▶ _ACTIVITY_
Only the pictures are to be omitted; every entry beneath should otherwise be duplicated exactly.

Referring expression data
----------

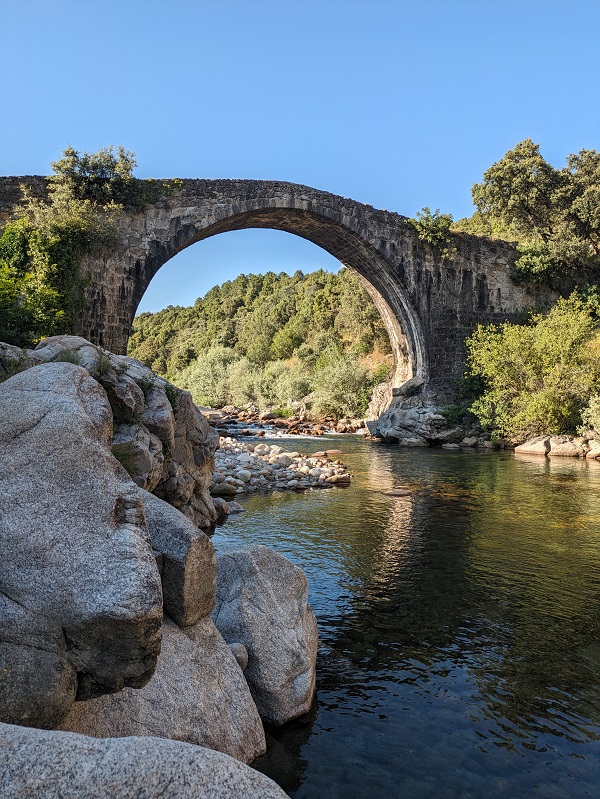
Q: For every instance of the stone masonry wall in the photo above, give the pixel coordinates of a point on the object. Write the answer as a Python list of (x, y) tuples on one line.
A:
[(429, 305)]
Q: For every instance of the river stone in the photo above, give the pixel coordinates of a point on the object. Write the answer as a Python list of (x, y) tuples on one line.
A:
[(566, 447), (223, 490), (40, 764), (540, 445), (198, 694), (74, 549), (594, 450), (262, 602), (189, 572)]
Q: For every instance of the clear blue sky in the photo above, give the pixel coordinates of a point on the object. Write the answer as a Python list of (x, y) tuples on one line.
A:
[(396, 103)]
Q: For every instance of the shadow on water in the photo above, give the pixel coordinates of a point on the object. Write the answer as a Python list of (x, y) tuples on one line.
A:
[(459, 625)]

----------

▶ _RESPONSE TO THE EXERCISE_
Q: For every instance of the stone masonry wall in the photo above, give the pixel coordinates of a point on the object. Write the answer as a Python list of (x, y) tuples on one line.
A:
[(429, 305)]
Q: For every instance of the river stone in the photo above, give the pixel coordinates of a point on the object. Write the answer as a Python list of (x, y) tuples on one line.
A:
[(566, 447), (223, 490), (40, 764), (540, 445), (198, 694), (74, 549), (594, 450), (262, 602), (189, 572)]
Q: For every instance of the clear blue sky in the photo above, give the pixel coordinates of a point on the object. Write the answer as a Python list of (x, y) tuples on one line.
A:
[(396, 103)]
Q: For every instance of the shadow on water in the photo above, give the pixel coordinates of a point on the object. Write the answer as a Python list of (x, y) tuples on one line.
A:
[(459, 625)]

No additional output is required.